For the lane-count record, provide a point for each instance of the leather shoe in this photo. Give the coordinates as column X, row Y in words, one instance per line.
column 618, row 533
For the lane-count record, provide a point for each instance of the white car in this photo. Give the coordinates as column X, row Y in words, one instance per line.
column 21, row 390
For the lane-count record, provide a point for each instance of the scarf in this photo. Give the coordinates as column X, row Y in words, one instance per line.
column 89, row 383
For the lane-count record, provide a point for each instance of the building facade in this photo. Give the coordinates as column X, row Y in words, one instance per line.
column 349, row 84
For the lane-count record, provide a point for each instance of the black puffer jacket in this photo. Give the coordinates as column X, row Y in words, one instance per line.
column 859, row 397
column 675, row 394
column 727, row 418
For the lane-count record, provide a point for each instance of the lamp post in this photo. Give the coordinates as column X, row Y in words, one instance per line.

-------------------------

### The problem
Reproduce every row above word for word, in the same order and with the same line breaks.

### Worked solution
For the lane-count record, provide a point for each instance of the leather shoe in this photo. Give the coordinates as column X, row Y in words, one instance per line.
column 618, row 533
For the lane-count record, provide a point for each instance of the white car in this photo. Give the coordinates as column X, row Y in words, one instance per line.
column 21, row 390
For the lane-count record, provide a point for each instance of the scarf in this photo. Give the coordinates as column X, row Y in words, one instance per line.
column 89, row 383
For the lane-count record, provide a point for each instance of the building facade in this photo. Give the coordinates as column X, row Y in words, one instance per line.
column 349, row 84
For the lane-count record, provide a point for each instance of the black puffer jacket in this photo. Give the coordinates as column X, row Y in words, one instance per line.
column 859, row 397
column 675, row 394
column 727, row 418
For the lane-count record, provide a point for each instance of the lamp post in this photo. Give the coordinates as column X, row Y in words, one instance per line.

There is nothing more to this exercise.